■ EXERCISE BRIEF:
Write the lines of the data below as a JSON list of strings, one string per line and no blank lines. Start at the line containing "each like (81,105)." and continue through the last line of the data.

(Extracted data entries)

·····

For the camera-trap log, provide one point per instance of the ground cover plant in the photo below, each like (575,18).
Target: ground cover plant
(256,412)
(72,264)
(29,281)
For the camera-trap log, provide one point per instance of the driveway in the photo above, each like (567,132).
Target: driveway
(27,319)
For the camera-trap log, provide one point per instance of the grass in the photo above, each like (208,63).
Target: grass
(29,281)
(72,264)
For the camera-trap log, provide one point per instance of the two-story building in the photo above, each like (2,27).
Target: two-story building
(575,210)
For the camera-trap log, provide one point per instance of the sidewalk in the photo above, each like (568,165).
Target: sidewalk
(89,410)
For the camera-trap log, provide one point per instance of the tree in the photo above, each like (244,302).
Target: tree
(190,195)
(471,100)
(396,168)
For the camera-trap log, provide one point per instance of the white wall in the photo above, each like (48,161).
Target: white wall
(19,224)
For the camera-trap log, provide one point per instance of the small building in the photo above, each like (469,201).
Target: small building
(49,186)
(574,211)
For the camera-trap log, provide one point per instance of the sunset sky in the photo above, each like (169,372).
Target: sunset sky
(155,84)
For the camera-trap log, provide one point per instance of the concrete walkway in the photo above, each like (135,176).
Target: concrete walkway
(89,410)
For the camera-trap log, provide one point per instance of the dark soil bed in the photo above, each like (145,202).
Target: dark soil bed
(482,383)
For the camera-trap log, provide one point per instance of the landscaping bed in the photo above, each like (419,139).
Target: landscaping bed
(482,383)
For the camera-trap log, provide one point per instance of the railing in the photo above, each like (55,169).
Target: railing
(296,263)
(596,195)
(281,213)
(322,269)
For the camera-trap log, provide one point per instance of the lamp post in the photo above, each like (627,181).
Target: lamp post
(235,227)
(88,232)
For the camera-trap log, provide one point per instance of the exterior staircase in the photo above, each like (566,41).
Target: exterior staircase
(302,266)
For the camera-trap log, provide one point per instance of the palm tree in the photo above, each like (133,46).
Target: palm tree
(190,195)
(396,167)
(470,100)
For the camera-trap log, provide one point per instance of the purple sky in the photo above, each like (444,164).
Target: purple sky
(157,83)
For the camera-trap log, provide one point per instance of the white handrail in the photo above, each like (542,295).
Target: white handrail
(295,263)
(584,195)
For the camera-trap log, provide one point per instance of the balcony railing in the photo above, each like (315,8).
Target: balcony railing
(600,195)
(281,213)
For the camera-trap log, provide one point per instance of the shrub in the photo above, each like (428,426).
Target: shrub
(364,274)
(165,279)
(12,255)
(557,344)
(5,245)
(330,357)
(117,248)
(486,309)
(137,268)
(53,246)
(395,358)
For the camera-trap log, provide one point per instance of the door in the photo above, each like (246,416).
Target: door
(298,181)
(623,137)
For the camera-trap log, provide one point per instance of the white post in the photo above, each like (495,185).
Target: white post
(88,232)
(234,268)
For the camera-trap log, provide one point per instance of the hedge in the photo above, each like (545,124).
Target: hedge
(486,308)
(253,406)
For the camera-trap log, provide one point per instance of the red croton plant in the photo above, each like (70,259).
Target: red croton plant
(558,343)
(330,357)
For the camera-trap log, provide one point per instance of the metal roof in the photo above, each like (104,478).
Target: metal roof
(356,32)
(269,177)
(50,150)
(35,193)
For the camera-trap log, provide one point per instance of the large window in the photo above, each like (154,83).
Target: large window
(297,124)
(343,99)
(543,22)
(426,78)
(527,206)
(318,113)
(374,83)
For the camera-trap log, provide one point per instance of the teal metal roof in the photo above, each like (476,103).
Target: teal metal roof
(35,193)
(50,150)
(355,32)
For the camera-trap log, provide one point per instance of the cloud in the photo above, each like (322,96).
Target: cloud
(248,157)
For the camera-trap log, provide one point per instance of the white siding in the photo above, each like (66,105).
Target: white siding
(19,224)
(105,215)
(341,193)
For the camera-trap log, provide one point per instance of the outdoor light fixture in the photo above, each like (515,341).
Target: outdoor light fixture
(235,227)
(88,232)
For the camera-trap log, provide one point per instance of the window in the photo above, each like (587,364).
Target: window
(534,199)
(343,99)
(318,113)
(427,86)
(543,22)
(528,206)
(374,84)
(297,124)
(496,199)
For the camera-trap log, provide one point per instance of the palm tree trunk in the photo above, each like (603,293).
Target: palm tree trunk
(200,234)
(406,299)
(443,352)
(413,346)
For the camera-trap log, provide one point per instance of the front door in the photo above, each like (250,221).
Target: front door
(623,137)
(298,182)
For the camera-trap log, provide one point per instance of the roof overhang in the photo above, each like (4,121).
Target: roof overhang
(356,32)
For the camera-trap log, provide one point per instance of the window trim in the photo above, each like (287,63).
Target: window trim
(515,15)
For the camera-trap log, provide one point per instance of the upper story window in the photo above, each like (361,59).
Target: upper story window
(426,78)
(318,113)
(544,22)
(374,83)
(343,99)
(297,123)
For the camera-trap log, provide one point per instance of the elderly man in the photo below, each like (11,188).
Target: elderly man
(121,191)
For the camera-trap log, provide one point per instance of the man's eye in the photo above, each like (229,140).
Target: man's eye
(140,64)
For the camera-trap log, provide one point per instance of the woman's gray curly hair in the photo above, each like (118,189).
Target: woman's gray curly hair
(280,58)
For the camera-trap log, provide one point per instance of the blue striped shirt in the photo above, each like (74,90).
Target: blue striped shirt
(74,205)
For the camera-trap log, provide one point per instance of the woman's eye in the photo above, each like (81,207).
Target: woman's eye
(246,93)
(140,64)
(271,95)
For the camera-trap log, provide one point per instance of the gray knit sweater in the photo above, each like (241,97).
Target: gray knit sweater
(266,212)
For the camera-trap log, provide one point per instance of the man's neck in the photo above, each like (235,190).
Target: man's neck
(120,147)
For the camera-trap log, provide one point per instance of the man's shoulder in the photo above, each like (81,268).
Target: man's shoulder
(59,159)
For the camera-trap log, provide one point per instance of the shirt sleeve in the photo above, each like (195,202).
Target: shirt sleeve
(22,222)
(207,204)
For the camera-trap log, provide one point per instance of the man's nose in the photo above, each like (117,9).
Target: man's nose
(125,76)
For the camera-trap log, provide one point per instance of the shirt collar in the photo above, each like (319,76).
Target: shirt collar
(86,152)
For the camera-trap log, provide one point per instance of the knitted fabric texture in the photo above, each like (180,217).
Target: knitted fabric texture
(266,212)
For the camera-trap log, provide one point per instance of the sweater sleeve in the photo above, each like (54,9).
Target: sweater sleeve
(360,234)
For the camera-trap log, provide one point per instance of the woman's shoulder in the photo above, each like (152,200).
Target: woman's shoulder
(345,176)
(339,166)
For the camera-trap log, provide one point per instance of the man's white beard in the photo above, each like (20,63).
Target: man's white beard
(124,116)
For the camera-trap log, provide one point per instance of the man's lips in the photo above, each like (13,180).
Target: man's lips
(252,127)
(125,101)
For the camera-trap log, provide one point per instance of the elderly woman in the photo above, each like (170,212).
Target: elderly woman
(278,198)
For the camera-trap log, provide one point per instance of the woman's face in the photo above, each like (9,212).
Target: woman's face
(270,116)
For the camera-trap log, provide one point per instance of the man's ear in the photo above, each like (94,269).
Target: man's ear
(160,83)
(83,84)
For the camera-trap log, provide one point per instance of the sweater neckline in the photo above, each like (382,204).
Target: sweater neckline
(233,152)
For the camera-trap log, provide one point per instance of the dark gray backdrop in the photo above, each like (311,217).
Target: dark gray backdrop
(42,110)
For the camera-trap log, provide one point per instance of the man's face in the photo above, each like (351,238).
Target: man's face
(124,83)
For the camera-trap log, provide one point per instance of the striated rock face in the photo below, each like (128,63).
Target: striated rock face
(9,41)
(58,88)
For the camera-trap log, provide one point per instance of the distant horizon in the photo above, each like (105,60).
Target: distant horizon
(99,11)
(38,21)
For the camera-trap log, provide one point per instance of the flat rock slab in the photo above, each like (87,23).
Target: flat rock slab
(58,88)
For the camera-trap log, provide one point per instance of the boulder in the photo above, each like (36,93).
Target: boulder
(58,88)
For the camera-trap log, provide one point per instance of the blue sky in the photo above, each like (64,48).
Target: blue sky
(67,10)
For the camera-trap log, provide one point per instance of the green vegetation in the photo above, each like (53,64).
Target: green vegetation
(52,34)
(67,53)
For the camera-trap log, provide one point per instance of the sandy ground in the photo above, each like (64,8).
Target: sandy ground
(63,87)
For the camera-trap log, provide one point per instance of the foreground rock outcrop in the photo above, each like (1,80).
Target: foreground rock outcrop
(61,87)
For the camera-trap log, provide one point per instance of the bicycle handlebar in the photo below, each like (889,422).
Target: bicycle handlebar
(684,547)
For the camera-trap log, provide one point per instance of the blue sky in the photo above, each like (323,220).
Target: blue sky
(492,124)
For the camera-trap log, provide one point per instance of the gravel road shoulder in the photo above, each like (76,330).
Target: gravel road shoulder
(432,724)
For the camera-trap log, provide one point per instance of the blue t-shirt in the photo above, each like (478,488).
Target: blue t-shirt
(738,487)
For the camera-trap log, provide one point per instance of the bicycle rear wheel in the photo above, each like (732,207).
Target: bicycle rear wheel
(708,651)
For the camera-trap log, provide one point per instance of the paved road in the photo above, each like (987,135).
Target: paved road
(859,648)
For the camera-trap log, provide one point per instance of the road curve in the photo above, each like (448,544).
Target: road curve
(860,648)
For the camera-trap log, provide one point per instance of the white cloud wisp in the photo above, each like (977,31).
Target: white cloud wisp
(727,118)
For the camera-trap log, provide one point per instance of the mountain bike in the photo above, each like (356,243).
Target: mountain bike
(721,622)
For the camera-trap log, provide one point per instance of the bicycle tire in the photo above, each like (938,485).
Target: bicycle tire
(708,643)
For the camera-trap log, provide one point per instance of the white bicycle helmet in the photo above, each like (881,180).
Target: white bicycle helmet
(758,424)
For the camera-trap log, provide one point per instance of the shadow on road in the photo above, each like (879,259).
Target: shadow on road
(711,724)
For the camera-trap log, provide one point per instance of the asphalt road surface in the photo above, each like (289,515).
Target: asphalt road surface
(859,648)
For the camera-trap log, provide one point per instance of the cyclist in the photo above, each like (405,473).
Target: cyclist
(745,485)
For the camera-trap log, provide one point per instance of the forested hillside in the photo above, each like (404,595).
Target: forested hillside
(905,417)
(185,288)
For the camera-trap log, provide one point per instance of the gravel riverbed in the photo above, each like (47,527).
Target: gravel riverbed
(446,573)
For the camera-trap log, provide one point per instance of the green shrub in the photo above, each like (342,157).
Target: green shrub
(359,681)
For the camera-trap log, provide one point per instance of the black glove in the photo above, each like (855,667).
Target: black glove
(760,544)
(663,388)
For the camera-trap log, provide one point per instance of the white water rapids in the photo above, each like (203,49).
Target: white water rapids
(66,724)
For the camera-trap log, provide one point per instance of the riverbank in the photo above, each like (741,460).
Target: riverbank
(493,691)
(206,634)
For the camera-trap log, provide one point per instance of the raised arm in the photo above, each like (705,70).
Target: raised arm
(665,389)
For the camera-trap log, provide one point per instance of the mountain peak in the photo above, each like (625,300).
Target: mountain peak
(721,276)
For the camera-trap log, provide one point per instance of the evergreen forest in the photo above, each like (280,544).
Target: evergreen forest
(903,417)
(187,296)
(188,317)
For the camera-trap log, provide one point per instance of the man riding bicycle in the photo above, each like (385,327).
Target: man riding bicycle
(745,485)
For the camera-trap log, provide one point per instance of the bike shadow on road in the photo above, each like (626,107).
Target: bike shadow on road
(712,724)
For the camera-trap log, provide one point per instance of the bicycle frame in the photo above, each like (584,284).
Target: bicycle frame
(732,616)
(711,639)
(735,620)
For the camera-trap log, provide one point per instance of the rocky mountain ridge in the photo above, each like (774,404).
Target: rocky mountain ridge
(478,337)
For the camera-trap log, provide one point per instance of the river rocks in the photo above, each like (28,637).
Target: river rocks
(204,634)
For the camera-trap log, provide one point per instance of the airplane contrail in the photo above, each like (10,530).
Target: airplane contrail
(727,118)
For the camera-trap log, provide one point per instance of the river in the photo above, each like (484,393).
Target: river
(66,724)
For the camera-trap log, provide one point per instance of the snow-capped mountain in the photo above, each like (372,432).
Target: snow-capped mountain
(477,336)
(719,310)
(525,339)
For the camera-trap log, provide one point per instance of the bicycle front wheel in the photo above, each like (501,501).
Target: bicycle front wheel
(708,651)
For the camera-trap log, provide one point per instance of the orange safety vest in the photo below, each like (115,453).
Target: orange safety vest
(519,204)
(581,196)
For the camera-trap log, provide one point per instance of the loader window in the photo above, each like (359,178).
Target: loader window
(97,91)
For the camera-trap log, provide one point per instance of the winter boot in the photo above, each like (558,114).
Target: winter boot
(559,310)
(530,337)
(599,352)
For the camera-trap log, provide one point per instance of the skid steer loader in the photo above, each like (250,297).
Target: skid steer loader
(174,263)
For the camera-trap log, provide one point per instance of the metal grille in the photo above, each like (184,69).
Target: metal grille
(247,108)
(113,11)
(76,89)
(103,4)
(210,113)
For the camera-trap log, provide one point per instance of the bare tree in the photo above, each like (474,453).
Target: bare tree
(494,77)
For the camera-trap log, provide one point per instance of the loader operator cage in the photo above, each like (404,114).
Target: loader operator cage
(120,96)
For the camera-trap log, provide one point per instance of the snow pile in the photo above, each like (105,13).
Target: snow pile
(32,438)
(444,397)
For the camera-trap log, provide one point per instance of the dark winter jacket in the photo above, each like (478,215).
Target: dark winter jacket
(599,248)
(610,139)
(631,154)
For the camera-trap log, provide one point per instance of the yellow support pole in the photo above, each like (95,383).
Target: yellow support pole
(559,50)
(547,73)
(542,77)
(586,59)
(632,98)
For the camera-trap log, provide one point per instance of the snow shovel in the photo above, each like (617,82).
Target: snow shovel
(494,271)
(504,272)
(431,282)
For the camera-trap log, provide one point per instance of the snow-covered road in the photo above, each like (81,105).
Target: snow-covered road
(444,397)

·····

■ WRITTEN ANSWER:
[
  "For the camera-trap log, provide one point per instance of the snow-covered road in the photo above, each like (81,105).",
  "Target: snow-covered road",
  "(444,397)"
]